TRY IT:
Quote the records that follow in full and exactly; leave out the pictures.

DATASET ENTRIES:
============================================================

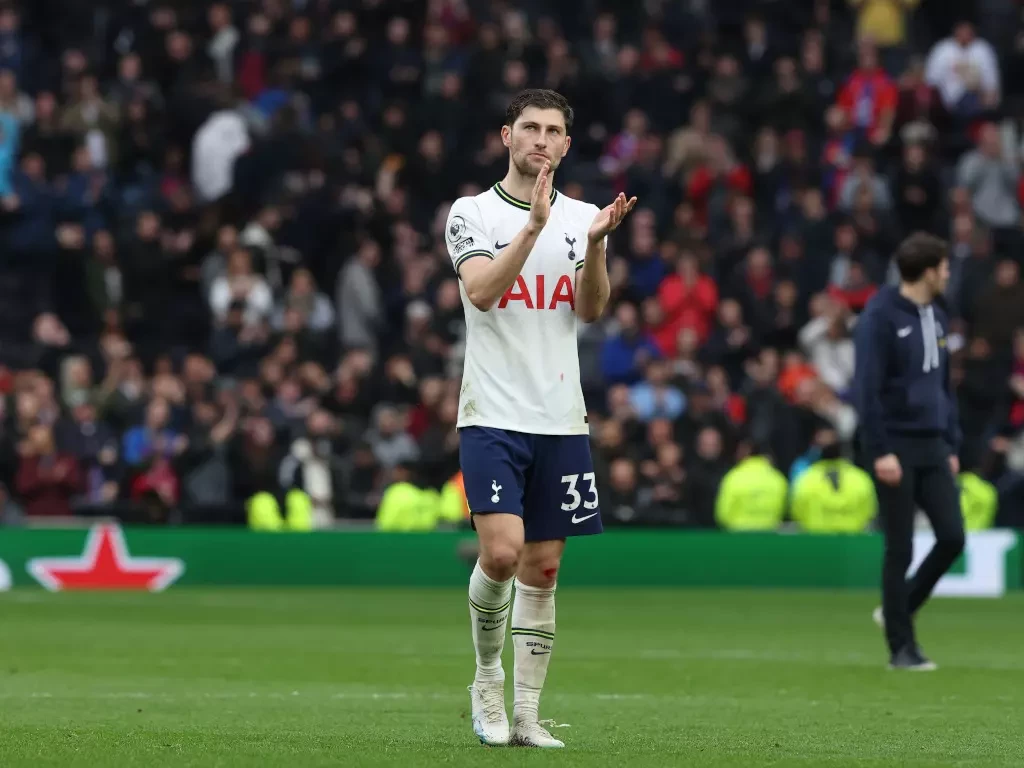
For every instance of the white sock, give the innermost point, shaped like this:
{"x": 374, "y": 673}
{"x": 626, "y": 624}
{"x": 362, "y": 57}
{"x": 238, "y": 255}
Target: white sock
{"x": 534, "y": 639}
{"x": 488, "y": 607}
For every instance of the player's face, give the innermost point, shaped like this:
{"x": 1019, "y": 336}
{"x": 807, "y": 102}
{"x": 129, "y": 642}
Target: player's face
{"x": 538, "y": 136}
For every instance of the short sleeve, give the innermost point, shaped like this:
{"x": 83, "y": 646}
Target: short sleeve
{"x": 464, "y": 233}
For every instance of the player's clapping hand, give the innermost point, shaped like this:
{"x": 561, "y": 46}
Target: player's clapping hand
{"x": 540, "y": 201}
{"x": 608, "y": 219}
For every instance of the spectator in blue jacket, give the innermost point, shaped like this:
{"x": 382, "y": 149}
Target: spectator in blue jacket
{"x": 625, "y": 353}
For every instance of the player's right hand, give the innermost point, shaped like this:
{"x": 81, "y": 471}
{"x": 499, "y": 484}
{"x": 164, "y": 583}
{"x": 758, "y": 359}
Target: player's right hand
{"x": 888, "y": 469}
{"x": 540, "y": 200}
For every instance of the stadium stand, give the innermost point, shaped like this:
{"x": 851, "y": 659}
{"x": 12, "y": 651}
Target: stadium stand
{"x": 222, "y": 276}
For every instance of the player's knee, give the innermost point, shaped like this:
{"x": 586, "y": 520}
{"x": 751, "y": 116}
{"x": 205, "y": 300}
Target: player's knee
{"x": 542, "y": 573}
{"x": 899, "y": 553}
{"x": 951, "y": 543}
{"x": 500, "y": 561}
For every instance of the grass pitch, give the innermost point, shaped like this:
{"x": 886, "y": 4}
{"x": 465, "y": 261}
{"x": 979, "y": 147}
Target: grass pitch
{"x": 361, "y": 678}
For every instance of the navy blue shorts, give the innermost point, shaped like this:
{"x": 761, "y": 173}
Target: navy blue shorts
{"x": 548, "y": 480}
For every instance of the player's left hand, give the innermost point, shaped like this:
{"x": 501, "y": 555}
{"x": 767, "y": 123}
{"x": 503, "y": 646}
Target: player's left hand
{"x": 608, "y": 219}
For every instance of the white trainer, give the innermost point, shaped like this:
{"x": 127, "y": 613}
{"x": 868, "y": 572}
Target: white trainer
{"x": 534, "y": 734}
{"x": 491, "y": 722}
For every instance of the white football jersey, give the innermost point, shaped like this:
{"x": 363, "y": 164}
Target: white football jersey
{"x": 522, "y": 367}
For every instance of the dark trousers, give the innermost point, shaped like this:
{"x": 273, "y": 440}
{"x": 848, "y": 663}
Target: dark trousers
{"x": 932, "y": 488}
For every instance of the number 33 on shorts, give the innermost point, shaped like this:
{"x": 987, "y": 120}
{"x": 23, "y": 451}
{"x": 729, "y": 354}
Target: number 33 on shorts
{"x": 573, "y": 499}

============================================================

RESULT OF THE EXERCISE:
For every instance of the white sock, give the innermost point, shaped like this:
{"x": 374, "y": 673}
{"x": 626, "y": 624}
{"x": 362, "y": 57}
{"x": 238, "y": 255}
Target: white sock
{"x": 534, "y": 639}
{"x": 488, "y": 607}
For every instance of the player's face, give the innermost point, shaped like this:
{"x": 1019, "y": 336}
{"x": 807, "y": 102}
{"x": 129, "y": 642}
Target: player's face
{"x": 538, "y": 136}
For every instance of the short sleeve, give the innermost point, shaped like this:
{"x": 83, "y": 646}
Target: short sleeve
{"x": 464, "y": 233}
For every instance of the player's clapping hand, give the innermost point, shaped like this:
{"x": 561, "y": 46}
Target: player's clapping hand
{"x": 540, "y": 201}
{"x": 608, "y": 219}
For every instance of the spectator in blue jacket, give the innermost point, shaped like this:
{"x": 382, "y": 149}
Target: spectator in blue jacket
{"x": 625, "y": 353}
For every instance of the player's right hand, give the innermost point, shaped like this:
{"x": 81, "y": 471}
{"x": 499, "y": 484}
{"x": 164, "y": 583}
{"x": 758, "y": 359}
Target: player's right hand
{"x": 888, "y": 469}
{"x": 540, "y": 200}
For every instance of the stadium stand, give the innermost point, shaped like this:
{"x": 851, "y": 659}
{"x": 12, "y": 651}
Target: stadium stand
{"x": 222, "y": 276}
For every instance of the player's knee, give the innermost point, shaped like this:
{"x": 586, "y": 520}
{"x": 751, "y": 116}
{"x": 205, "y": 300}
Target: player's knee
{"x": 542, "y": 573}
{"x": 899, "y": 553}
{"x": 951, "y": 543}
{"x": 500, "y": 561}
For every instance of the grass pitch, give the innermost point, shaped like this:
{"x": 886, "y": 4}
{"x": 465, "y": 261}
{"x": 979, "y": 147}
Target: grass pitch
{"x": 361, "y": 678}
For every instance of the navy blue shorts, give the innermost point, shaped like this:
{"x": 761, "y": 173}
Target: navy blue shorts
{"x": 548, "y": 480}
For every instance of the player's left hand, give the innermost point, shaped like this:
{"x": 501, "y": 555}
{"x": 767, "y": 123}
{"x": 503, "y": 646}
Target: player's left hand
{"x": 608, "y": 219}
For every instance of the white trainer, give the innermost point, shaped like this:
{"x": 127, "y": 613}
{"x": 868, "y": 572}
Target: white trainer
{"x": 534, "y": 734}
{"x": 491, "y": 722}
For every instance of the white football jersey, give the innermost point, shaped like this:
{"x": 363, "y": 164}
Target: white football jersey
{"x": 522, "y": 367}
For every instance of the dark trousers, give the innermost point, shaped like this:
{"x": 273, "y": 440}
{"x": 848, "y": 663}
Target: dark trousers
{"x": 932, "y": 488}
For every instance of the number 33 on shorts, give the innermost point, shaped like this:
{"x": 987, "y": 120}
{"x": 23, "y": 451}
{"x": 729, "y": 354}
Target: number 33 on shorts
{"x": 573, "y": 499}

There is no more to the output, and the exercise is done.